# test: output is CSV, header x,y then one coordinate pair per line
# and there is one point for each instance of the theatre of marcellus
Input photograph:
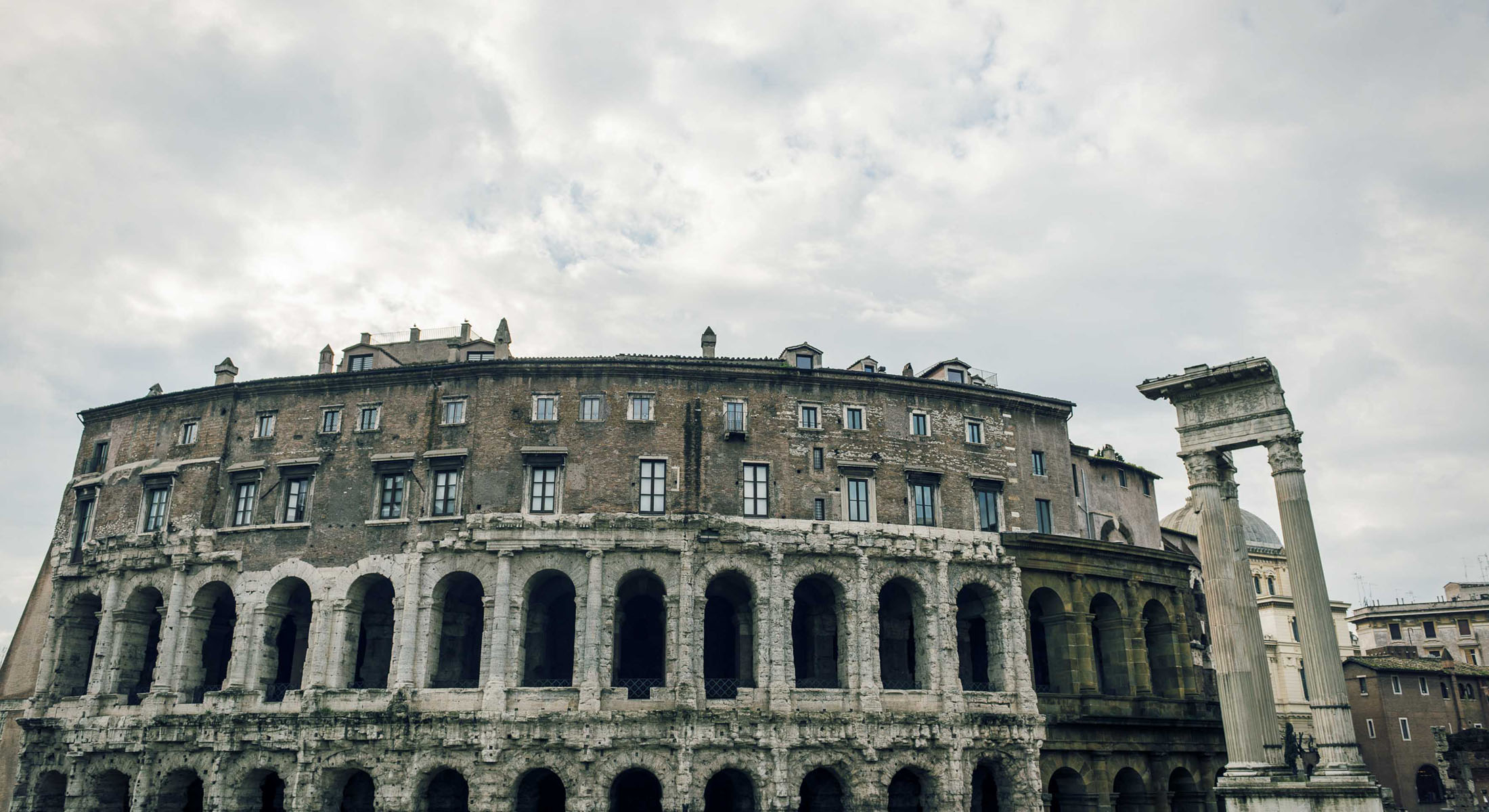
x,y
440,577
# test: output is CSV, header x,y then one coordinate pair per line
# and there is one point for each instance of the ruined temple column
x,y
1333,726
1229,601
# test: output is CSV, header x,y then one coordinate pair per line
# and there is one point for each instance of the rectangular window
x,y
1041,510
858,499
544,497
734,416
243,503
447,492
654,486
296,497
757,491
391,497
925,503
155,501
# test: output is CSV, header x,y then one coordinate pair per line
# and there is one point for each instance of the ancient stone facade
x,y
604,583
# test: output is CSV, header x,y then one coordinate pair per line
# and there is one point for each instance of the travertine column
x,y
1333,726
1241,687
1254,648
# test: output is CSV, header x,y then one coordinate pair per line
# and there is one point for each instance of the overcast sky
x,y
1075,197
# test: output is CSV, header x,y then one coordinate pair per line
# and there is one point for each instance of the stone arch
x,y
548,631
818,632
728,633
76,639
641,633
458,613
1048,643
367,650
1108,646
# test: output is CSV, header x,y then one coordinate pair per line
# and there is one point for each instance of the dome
x,y
1259,534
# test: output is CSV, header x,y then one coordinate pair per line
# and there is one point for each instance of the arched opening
x,y
460,608
209,646
137,639
1163,652
1184,793
181,792
974,638
641,635
286,614
1048,652
1129,792
728,792
541,790
906,793
985,788
1068,792
728,637
636,790
899,662
110,792
76,637
368,647
1108,647
821,792
447,792
548,638
1430,786
815,633
49,793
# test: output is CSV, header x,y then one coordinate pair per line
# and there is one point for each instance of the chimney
x,y
504,342
225,371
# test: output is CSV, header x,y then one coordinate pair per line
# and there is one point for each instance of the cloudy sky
x,y
1074,197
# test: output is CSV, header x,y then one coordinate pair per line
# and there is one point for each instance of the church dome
x,y
1259,534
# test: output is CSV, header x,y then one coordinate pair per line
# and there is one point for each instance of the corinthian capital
x,y
1284,455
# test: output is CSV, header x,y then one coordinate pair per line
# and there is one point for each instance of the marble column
x,y
1229,602
1333,726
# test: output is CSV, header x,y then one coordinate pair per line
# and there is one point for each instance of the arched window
x,y
460,617
367,653
1163,652
76,637
286,614
548,637
821,792
541,790
899,660
976,638
641,635
815,633
728,792
636,790
728,637
1108,647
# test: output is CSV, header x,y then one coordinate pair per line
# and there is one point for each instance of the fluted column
x,y
1333,726
1229,601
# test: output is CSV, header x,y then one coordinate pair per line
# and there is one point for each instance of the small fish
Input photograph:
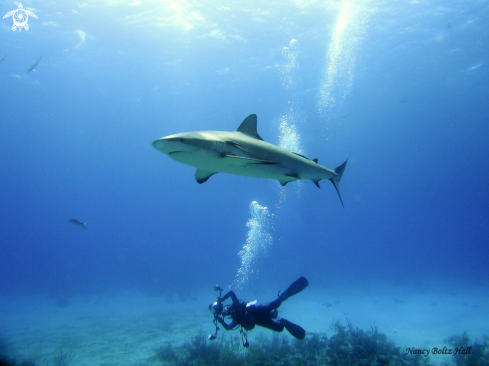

- - - -

→ What the exercise asks
Pull out every line in the records above that contains the string "column", copying each line unchanged.

→ Solution to this problem
# and there is one point for each instance of the ruined temple column
# and there is one point for each instance of the travertine column
# and there is one point for each instance of the marble column
# and there is one point for each instance of the fluted column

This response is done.